▸ **What you should do**
Set down the whole listing verbatim.

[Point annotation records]
[Begin]

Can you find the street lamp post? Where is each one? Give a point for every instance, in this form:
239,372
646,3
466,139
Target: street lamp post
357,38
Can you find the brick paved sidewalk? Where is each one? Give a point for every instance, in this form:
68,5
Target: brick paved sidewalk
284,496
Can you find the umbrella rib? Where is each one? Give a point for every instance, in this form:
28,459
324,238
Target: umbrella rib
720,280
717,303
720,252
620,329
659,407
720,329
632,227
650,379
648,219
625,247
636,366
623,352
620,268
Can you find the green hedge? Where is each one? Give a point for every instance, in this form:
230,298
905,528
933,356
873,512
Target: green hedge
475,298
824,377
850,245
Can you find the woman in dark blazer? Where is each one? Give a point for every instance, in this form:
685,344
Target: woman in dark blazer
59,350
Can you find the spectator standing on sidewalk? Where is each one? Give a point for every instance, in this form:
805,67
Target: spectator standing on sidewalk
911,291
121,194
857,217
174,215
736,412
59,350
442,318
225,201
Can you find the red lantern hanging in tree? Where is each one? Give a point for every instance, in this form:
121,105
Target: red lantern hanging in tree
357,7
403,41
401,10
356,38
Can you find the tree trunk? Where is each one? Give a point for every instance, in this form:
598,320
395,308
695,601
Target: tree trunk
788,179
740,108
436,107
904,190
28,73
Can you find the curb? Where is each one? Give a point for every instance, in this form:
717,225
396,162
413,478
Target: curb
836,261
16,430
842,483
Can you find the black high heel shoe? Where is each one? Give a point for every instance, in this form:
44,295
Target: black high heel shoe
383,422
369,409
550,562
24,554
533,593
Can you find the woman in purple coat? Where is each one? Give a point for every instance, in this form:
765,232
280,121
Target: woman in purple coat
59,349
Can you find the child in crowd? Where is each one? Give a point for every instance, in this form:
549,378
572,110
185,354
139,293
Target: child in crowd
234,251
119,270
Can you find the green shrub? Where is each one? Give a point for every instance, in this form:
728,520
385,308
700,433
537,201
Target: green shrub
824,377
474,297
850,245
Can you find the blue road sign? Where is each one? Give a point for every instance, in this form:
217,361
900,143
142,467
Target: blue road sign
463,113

[End]

▸ **The output**
Can you find the street lamp post? Where is each one? Give a point for every instance, in this form:
239,372
646,3
466,139
Target: street lamp post
357,38
Can you find the brick paved sidewalk? Where is each one? Give a point for every instance, in this form:
68,5
Target: brick paved sidewalk
284,496
Can you find the umbrella rib? Where is each one? Give a point for every instance, in this form:
28,459
324,238
Target: umbrella rib
720,280
717,303
720,252
620,329
659,407
720,329
632,227
650,379
648,219
625,247
636,366
623,352
620,268
Can you find the green hedge? Where is each one? Give a point for every instance, in this form:
230,298
905,528
933,356
873,512
Target: green hedge
475,298
824,377
850,245
Can you find the woman in dark blazer? Where is each one? Give a point for every instance, in this form:
685,344
Target: woman in dark blazer
59,350
Can you find the spectator standing on sidewalk? Where is each one? Give a point for every instance, in this form:
805,67
Target: spectator standing on sidewalk
911,291
121,194
857,217
174,215
736,412
59,350
442,318
225,201
Can you find the red lantern hanging in tree? Where is each one? Give a point for every instance, in this form:
121,105
Target: red lantern hanging in tree
357,7
403,41
401,10
356,38
Can you find the tree trunk? Where is each one? Give a point for every instance, in this form:
598,320
395,308
695,601
Target: tree trunk
788,179
740,108
436,107
904,190
28,73
Can you find the curb? Where is each one? Give a point for every instance, in this form:
717,225
396,162
413,478
Target: curb
836,261
16,430
842,483
Can you find the black high heel shoe? Where is each one? Give a point for every instance, in this form:
44,295
Target: black high heel shoe
383,422
369,409
550,562
24,554
533,593
Can you find the woman in purple coat? Where is each one? Give a point for every instance, in this form:
765,232
280,121
Target: woman in purple coat
59,349
Can you find the child in crowd? Where is each one? Give a point for every instance, in this form:
549,378
572,110
185,354
139,293
Target: child in crowd
234,251
119,270
Can you find the green shrub? Where is each one? Give a point for every instance, in this form:
728,520
385,308
700,433
537,201
Target: green shrub
824,377
474,297
850,245
Can you find the blue road sign? Where is each one? Give a point for every instance, in this form:
217,361
900,143
142,467
Target: blue road sign
463,113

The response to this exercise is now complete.